Persinger’s experiment
Dr. Michael Persinger knew how difficult it was to prove his theory, but scientific progress was on his side. He thought that he could provoke an alteration in brain connectivity, a process that would cause the intrusion of one hemisphere into another. The instrument selected for the experiments was transcranial magnetic stimulation.
The God Helmet
Based on previous research, Persinger designed a helmet with four pairs of selenoids that magnetically stimulated the temporal lobe. He called this helmet “the God Helmet“.
He conducted the experiment in a dark room and blindfolded the volunteers. At the end of the experiment, he asked the volunteers if they had felt a strange presence, sound, or smell. Many of them claimed to have felt something, when, in fact, there was nothing.
Elements of the experiment
- Sensory deprivation. Science has shown that the inability to see increases long-wave brain activity. Such activity is very present in sensory failures.

RECORD EXTRACTS ▸
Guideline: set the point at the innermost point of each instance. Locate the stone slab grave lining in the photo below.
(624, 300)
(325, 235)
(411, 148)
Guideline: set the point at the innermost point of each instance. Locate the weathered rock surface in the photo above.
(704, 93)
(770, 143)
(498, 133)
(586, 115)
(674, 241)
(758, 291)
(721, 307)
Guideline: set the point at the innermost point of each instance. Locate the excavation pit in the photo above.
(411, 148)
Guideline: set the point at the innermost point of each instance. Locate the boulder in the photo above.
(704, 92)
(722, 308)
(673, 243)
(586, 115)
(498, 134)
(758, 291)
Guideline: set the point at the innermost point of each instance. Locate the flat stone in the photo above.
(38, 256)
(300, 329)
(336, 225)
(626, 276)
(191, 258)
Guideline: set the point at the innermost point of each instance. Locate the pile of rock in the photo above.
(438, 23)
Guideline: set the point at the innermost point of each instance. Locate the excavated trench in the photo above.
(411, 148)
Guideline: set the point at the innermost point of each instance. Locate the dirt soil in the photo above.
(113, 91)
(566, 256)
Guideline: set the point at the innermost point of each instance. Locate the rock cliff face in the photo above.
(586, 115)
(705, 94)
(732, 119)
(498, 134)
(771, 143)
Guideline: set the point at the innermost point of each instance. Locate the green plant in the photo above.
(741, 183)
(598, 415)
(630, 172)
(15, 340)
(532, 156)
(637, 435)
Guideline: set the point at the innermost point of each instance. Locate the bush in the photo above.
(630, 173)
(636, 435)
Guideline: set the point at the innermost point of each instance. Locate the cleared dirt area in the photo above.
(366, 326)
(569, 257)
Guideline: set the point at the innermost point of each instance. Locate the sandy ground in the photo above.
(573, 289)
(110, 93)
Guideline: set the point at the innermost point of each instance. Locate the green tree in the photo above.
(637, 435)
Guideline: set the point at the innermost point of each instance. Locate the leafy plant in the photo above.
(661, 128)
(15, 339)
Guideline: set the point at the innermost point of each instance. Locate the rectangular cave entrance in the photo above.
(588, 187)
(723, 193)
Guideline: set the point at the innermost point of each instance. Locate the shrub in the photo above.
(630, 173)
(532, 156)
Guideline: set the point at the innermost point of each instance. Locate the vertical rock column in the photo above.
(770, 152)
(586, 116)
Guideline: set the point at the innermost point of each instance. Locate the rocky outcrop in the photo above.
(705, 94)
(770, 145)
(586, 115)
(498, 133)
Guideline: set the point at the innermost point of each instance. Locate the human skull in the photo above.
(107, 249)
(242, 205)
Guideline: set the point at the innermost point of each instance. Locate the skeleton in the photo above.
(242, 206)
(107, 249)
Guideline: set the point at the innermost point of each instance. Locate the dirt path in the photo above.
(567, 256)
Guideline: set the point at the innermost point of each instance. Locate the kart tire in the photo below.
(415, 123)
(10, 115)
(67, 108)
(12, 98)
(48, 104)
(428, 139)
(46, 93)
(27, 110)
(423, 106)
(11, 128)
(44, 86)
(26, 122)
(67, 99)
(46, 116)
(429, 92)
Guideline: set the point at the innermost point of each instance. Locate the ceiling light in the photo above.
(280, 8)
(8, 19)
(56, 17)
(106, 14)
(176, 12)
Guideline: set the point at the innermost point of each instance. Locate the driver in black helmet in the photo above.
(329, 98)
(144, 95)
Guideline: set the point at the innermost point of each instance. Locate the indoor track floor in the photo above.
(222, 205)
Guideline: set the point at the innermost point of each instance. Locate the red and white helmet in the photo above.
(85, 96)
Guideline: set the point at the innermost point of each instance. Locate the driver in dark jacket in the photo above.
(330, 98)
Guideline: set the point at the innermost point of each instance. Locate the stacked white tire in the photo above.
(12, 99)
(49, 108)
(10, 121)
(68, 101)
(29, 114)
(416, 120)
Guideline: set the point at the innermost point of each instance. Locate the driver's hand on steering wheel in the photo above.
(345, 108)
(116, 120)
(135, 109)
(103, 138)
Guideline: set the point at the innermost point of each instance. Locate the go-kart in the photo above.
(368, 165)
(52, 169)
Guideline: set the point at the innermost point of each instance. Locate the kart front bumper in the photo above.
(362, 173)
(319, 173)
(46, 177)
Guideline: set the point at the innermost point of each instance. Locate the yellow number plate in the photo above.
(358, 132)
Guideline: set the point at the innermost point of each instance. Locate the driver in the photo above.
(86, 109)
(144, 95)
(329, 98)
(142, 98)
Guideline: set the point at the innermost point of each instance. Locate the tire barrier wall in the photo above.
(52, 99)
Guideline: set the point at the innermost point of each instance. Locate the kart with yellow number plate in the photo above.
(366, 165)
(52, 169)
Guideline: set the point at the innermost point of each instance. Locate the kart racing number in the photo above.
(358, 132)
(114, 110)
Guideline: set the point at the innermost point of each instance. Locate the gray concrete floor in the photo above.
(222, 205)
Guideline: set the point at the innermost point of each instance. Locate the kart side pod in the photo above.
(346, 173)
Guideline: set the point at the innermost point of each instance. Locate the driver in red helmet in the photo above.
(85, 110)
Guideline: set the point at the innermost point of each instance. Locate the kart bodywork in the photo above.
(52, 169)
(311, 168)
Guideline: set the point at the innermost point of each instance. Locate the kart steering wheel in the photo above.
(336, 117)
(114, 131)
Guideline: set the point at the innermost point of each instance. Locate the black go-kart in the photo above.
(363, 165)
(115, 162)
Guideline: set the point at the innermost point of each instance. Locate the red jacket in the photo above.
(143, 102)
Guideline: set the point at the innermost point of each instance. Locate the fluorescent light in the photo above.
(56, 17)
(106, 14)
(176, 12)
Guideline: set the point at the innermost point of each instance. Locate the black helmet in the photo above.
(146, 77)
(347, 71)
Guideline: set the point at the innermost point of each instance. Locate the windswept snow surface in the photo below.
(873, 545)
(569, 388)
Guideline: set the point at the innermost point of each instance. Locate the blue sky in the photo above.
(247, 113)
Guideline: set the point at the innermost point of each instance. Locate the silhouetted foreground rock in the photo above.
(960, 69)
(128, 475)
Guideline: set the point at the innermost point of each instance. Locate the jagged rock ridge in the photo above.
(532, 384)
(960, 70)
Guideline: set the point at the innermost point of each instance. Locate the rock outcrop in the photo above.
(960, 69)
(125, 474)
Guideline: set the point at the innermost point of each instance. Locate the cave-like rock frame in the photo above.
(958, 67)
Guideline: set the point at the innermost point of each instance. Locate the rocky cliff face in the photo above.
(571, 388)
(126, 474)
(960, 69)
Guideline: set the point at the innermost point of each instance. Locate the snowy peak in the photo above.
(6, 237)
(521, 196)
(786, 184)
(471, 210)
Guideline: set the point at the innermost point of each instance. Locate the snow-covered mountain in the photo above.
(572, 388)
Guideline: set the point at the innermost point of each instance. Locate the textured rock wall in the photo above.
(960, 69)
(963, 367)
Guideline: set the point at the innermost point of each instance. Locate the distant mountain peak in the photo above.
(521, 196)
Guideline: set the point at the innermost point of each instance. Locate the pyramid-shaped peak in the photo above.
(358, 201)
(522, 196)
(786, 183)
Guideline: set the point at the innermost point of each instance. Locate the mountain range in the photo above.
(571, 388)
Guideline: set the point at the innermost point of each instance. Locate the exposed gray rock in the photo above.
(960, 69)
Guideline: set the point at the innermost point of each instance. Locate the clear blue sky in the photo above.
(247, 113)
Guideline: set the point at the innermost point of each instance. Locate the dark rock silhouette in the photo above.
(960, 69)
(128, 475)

BRIEF ▸
Copy the Persinger passage word for word from "Persinger’s experiment" to "transcranial magnetic stimulation.". The rows have nothing to do with this.

ANSWER AREA ▸
Persinger’s experiment
Dr. Michael Persinger knew how difficult it was to prove his theory, but scientific progress was on his side. He thought that he could provoke an alteration in brain connectivity, a process that would cause the intrusion of one hemisphere into another. The instrument selected for the experiments was transcranial magnetic stimulation.